▸ **THE RECORDS**
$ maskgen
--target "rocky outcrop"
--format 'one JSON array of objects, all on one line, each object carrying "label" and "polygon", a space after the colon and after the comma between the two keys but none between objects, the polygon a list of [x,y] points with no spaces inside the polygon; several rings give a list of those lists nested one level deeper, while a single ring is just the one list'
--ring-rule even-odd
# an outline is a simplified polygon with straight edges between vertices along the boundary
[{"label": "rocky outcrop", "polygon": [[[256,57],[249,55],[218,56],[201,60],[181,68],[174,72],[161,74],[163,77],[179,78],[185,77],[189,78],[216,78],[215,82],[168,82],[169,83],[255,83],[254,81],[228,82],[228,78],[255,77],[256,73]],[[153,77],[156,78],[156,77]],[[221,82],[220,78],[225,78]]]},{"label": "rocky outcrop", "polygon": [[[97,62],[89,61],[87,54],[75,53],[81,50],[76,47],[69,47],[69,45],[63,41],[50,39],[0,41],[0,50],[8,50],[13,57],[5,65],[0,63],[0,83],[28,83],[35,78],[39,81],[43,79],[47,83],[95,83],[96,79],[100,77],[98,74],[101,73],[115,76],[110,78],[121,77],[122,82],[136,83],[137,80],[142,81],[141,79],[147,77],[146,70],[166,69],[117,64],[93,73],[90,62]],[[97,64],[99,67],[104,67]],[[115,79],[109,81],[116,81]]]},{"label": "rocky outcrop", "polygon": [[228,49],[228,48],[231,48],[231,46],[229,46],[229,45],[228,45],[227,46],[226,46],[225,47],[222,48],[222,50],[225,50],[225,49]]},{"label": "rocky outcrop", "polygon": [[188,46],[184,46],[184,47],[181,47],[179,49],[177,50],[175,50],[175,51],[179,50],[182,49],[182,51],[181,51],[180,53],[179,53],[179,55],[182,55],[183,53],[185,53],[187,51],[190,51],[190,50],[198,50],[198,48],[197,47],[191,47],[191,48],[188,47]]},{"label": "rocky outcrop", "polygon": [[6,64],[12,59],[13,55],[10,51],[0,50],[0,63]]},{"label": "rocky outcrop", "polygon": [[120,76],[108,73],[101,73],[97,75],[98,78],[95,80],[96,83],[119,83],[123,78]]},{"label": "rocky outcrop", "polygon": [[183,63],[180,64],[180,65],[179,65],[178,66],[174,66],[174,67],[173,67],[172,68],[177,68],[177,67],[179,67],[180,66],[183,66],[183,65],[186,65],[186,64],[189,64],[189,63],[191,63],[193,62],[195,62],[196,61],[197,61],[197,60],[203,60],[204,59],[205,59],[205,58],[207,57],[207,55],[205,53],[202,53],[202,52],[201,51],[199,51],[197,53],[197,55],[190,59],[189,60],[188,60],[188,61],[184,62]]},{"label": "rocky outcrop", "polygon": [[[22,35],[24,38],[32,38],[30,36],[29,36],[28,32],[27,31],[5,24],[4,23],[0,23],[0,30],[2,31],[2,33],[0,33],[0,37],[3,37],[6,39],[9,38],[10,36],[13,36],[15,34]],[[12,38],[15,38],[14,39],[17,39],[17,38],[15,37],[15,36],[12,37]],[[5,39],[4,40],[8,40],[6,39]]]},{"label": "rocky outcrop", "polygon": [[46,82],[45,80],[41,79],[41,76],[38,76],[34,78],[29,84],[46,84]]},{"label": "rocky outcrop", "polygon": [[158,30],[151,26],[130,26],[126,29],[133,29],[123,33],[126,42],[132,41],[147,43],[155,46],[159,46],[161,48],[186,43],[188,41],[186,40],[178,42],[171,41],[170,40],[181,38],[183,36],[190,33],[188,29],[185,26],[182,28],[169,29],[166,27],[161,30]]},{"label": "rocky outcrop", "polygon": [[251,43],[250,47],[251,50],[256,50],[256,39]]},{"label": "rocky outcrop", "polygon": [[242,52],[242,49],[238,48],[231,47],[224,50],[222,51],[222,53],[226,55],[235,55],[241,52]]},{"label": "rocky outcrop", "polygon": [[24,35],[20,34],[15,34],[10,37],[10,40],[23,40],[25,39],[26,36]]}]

...

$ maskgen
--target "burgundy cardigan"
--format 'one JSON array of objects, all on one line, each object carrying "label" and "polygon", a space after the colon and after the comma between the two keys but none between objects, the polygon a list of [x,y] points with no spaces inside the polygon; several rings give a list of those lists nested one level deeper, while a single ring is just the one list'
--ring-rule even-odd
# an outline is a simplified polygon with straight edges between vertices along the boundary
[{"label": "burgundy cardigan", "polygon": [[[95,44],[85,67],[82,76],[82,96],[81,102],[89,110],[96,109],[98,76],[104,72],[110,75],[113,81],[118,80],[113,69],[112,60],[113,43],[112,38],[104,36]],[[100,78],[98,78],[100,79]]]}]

▸ **WHAT IS BEING ASKED**
Count the lines of the data above that contain the string "target", treating case as significant, and reply with that number alone.

▸ **FULL RESPONSE**
2